RECORD LIST ▸
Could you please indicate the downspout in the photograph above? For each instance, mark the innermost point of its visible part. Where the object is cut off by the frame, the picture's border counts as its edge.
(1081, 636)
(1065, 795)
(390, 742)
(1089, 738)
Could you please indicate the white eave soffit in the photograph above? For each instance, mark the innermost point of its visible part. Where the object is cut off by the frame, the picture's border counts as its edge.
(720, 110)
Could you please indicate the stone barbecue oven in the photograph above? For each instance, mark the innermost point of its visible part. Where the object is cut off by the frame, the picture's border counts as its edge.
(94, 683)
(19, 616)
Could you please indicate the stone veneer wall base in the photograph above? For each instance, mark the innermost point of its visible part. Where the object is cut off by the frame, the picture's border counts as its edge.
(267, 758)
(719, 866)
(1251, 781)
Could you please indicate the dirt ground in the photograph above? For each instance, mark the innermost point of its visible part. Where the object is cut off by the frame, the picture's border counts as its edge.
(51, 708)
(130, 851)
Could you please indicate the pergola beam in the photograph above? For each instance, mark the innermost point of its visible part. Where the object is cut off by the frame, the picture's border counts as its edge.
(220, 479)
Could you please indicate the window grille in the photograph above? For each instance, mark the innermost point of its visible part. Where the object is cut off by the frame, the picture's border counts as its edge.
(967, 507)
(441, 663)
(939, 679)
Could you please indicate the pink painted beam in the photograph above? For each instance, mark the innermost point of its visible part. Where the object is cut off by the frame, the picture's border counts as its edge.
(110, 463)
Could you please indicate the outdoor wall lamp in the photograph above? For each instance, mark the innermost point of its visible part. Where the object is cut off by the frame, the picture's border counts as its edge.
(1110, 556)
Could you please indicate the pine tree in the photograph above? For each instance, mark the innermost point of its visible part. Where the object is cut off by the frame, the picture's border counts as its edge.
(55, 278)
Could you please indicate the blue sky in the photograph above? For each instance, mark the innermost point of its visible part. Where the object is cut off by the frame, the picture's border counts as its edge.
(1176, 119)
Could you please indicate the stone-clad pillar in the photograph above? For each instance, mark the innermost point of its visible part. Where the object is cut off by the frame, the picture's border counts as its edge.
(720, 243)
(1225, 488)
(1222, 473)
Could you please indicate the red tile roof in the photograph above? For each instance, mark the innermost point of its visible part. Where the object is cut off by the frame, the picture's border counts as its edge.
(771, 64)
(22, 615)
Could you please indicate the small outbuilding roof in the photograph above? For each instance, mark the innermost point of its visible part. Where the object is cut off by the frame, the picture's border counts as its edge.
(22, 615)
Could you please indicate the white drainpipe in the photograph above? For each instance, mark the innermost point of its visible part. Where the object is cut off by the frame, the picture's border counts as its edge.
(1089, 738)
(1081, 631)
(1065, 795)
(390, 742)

EXERCISE BRIEF ▸ Please copy all of the records above line for line, with no changes.

OUTPUT OF THE EXERCISE ▸
Could you please indicate the downspout in the photograph above? For each instance, mark the innermost point of its visible part. Where the object is cut off by the frame, the picture's border counts as its edge.
(1081, 636)
(1065, 795)
(390, 742)
(1089, 738)
Could you please indicate the white eave soffit in the photograph above? For each instance, mark the innermost point of its visible part. Where the object is cut off by the frame, the picture's border counts as its edge.
(720, 110)
Could you please indicate the stone barbecue oven in the photograph above? For each instance, mark the innermost point of its visible part. Where the object is cut off by the frame, the picture's border counts as its edge.
(94, 683)
(19, 616)
Could you please indicate the stone veneer wall base in the photograph above? For each instance, mark the innermost point of its visible part. Where the object is cut off by the frame, the picture's border counts as its edge.
(267, 758)
(719, 866)
(1251, 781)
Could you please indicate the dirt ground in the photograph above? For each instance, mark the innermost point of its visible part. Where the object is cut off by the frame, the picture's border counts as its edge.
(51, 708)
(130, 851)
Could you please indicate the pergola beam in the photograph above? For each instance, mark the innermost point of its visible part. Where the object is cut off by the frame, the picture's border counts as its edge.
(220, 479)
Could you please indicate the window grille in the photograph above? For each instance, mark the innermost point of its visible part. Where the object is cut off by the frame, the picture's border counts as its edge.
(967, 507)
(441, 663)
(939, 679)
Could you please indicate the pink painted beam in the photograph above? For each instance, mark the innermost point of its visible part. Where the object is cut off by the frame, the picture's border counts as its edge.
(110, 463)
Could you please indicate the outdoor wall lamp in the photograph above? For each instance, mark the innermost point of its visible part. Where the object is cut off by the frame, the picture's border counts as its edge.
(1110, 556)
Could you please indicate the pine tree in the photograph above? For each instance, mark the innermost point of its visible part. Where the object is cut off by the frame, the picture's border counts as its edge.
(55, 278)
Could you please indicate the blue sky in the photograph above? For each instance, mark the innermost point of its visible part. Where the object is cut off by the frame, the picture's border counts as its edge.
(1176, 119)
Could you please indicate the stone-clad pillar in the photograph above? For each instance, mark the innermost point of its visible part. Where the object is cut off by the frame, the picture's border counts as its edge.
(720, 243)
(1225, 488)
(1222, 473)
Could you please indicate the red tile roof in the photograph above? For each instance, mark the innermost point of its visible part. Where the object is cut off by the frame, the picture's border counts as its edge.
(771, 64)
(22, 615)
Could you please indicate the small outbuilding roof in the photograph above? For each instance, mark the innermost point of its visible part. Where the object is cut off by the frame, the picture's border counts as its edge.
(22, 615)
Could you please indicate the white drainpipe in the photograph above? For each instance, mark the innermost point of its visible part. Where the object is cut off by the frame, the picture's border counts as its edge.
(1089, 738)
(1081, 631)
(1065, 795)
(390, 742)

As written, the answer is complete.